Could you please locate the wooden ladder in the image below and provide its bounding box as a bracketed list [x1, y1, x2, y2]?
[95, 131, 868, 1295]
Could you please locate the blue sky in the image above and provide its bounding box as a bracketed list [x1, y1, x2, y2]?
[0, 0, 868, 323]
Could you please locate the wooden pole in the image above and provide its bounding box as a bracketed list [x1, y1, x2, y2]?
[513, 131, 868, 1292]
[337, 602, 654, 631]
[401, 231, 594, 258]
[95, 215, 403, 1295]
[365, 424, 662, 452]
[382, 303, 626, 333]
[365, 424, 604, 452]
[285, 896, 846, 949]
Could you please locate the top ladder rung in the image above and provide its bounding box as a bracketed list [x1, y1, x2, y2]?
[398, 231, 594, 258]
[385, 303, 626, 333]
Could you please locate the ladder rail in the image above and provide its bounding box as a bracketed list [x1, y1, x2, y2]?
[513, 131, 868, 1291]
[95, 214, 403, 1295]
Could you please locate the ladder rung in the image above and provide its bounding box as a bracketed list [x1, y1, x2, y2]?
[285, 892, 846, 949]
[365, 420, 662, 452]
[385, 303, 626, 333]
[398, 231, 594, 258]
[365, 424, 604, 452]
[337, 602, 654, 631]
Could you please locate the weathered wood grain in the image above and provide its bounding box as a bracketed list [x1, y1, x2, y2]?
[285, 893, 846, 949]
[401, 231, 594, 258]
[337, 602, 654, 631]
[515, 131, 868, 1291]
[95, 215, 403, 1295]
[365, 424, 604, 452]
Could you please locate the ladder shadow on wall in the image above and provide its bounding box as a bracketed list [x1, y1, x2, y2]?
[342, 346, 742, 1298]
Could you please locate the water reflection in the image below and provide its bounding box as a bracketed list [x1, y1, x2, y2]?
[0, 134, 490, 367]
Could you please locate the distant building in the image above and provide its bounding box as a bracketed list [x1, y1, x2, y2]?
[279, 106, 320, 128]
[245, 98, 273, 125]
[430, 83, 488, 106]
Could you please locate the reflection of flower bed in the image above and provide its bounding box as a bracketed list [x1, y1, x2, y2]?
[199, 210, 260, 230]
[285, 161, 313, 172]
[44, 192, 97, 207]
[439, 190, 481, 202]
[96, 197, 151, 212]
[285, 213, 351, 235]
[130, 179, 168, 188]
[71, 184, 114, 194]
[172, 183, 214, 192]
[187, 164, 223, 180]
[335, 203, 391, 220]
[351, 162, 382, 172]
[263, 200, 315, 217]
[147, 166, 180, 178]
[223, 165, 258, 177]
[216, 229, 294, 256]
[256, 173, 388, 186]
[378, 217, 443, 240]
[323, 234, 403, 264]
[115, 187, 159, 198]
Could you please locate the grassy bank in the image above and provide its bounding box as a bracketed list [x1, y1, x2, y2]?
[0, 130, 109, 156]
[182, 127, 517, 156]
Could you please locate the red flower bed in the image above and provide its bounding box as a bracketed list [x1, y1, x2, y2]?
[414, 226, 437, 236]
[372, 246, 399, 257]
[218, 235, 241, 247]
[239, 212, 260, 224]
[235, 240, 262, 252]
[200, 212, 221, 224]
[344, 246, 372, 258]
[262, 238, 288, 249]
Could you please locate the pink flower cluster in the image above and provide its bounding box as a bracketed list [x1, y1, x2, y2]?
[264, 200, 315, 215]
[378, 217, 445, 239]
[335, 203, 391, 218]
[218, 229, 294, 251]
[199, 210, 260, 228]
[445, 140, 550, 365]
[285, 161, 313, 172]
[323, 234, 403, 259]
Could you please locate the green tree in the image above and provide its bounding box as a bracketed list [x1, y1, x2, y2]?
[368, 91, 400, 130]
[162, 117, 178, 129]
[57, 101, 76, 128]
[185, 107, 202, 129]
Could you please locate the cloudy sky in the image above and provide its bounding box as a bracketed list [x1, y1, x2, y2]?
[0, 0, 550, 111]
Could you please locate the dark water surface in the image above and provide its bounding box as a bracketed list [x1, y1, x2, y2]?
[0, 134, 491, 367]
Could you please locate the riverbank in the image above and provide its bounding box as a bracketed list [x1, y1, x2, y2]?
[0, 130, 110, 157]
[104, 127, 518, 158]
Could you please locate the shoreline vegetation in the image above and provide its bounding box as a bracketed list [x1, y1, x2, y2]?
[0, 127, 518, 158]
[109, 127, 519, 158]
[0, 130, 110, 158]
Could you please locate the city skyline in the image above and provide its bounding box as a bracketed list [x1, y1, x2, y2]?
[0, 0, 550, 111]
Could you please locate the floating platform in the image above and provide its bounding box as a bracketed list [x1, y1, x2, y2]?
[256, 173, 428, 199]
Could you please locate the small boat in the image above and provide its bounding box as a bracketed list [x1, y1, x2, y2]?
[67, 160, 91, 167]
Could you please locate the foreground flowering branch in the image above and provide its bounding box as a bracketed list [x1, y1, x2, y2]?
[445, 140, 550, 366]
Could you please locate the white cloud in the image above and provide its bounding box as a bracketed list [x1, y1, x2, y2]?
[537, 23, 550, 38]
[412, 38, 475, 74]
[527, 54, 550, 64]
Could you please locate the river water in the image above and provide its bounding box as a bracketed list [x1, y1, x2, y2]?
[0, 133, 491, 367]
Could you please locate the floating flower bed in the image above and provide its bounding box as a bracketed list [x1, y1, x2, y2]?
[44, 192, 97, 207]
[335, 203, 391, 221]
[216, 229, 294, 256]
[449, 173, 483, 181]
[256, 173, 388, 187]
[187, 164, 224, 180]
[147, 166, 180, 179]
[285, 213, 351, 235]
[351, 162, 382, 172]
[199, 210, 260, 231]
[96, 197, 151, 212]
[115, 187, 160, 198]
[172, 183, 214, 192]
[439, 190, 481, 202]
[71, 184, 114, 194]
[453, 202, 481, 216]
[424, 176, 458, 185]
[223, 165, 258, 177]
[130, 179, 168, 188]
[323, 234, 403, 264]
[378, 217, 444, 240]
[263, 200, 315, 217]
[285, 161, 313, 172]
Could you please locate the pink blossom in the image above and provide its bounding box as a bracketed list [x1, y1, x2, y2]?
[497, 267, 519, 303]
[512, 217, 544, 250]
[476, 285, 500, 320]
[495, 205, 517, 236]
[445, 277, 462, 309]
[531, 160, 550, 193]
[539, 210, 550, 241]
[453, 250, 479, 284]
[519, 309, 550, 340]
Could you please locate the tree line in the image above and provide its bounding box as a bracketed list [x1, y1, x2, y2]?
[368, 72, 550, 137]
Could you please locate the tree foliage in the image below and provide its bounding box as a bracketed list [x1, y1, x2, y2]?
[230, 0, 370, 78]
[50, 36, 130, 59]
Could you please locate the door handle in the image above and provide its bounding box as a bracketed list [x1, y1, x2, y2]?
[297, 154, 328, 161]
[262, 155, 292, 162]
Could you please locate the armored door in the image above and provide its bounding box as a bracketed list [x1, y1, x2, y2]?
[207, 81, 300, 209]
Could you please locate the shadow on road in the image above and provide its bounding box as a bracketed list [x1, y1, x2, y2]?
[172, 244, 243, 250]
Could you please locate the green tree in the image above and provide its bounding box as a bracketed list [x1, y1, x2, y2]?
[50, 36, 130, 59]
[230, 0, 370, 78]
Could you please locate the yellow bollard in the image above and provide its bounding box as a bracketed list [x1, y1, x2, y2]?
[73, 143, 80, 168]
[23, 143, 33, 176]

What this task involves: How many lines in the data above contain the string "door"? Case matters. Reply with the number alone.

Output of the task: 2